■ Fragmento citado
P. El ser Dios señor de los hombres por título esencial a su naturaleza, ¿impone a los hombres alguna obligación esencial?

R. Sí. El hombre esencialmente y por naturaleza está sujeto a la potestad y a la voluntad de Dios313, y esta voluntad es regla suya natural e inmutable314, de manera que es injusto el que no la sigue, y es justo el que la sigue y se conforma con ella315.

P. Según eso es necesario que el hombre en todo sujete su voluntad a la de Dios.

R. La subordinación de la voluntad del hombre a la de Dios es tan esencial a su naturaleza, que ni el mismo Dios puede permitir que la voluntad humana sea regla y fin de las obras del hombre.

P. ¿Qué se sigue de esta obligación esencial del hombre?

Entradas guardadas:
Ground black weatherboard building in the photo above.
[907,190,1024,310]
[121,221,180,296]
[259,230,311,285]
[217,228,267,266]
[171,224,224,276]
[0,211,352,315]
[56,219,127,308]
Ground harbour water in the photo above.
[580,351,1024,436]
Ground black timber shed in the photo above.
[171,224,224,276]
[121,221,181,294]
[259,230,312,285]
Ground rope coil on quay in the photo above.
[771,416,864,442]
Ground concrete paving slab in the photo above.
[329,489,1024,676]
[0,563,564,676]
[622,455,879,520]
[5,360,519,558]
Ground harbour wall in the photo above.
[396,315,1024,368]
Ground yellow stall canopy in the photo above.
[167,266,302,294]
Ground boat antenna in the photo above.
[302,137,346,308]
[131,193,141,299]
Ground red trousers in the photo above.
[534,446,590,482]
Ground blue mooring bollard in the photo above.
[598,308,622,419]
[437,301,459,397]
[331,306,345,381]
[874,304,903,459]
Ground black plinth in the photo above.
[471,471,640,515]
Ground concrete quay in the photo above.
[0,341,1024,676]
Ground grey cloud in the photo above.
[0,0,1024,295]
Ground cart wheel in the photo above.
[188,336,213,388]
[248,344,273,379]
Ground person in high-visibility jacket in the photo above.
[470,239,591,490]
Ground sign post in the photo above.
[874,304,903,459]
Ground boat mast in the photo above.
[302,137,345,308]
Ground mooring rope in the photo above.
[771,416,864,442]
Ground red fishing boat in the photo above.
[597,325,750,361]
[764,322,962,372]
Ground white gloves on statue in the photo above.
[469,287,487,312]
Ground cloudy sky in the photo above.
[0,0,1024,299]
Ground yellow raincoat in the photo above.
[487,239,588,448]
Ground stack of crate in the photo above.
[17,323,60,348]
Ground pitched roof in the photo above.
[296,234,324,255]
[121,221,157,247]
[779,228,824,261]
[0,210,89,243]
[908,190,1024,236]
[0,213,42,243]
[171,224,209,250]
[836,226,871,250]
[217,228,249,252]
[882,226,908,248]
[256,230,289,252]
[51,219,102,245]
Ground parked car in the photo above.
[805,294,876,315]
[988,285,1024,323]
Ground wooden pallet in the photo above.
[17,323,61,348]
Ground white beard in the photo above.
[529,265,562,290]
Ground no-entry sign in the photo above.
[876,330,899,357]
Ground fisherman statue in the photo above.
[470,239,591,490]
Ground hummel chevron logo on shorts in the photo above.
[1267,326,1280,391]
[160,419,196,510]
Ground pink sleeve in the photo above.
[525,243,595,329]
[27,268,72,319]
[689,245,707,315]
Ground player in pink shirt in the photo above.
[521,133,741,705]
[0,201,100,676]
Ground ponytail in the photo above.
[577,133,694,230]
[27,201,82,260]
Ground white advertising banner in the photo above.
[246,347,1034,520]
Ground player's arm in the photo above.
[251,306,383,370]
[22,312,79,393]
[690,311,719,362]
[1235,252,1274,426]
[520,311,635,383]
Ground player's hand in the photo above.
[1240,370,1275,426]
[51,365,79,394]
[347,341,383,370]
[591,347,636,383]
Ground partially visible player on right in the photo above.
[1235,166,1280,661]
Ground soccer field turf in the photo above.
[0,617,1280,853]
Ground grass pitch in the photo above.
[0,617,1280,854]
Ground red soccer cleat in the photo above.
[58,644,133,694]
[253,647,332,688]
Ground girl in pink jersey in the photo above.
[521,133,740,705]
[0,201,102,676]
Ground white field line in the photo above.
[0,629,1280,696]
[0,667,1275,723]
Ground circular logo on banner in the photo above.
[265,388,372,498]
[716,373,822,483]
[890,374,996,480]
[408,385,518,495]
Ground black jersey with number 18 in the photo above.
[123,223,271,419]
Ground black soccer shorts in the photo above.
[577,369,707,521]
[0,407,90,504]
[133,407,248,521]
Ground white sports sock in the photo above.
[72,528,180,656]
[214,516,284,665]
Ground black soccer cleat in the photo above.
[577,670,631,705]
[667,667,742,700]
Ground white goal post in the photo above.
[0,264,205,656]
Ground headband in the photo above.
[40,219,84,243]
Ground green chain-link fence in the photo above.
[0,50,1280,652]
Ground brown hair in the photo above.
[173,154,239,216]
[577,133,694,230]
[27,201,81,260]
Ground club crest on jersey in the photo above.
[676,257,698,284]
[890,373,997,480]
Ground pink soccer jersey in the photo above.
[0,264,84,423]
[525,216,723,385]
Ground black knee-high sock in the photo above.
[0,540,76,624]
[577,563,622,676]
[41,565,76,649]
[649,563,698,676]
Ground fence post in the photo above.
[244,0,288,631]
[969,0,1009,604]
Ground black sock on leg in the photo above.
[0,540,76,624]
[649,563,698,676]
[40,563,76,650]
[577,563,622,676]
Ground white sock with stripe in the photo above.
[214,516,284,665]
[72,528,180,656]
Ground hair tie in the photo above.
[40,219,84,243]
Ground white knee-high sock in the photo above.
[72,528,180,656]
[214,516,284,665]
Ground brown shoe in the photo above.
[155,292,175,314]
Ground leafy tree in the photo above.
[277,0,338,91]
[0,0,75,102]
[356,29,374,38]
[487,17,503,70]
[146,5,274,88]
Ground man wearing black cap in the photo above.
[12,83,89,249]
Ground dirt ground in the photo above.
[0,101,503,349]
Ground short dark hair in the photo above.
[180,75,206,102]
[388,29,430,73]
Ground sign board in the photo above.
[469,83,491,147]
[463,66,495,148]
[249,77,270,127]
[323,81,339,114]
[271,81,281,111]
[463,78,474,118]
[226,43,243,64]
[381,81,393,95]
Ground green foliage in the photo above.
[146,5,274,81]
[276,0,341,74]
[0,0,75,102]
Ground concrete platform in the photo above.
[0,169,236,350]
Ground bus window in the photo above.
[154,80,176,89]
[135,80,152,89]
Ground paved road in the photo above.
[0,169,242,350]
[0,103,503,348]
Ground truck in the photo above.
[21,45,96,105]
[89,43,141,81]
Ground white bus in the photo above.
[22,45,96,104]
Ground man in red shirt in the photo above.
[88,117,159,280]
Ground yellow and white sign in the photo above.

■ Tarea
Repite al pie de la letra el pasaje del fragmento desde "R. Sí. El hombre" hasta "obras del hombre.". Las filas no intervienen en esto.

■ Respuesta
R. Sí. El hombre esencialmente y por naturaleza está sujeto a la potestad y a la voluntad de Dios313, y esta voluntad es regla suya natural e inmutable314, de manera que es injusto el que no la sigue, y es justo el que la sigue y se conforma con ella315.

P. Según eso es necesario que el hombre en todo sujete su voluntad a la de Dios.

R. La subordinación de la voluntad del hombre a la de Dios es tan esencial a su naturaleza, que ni el mismo Dios puede permitir que la voluntad humana sea regla y fin de las obras del hombre.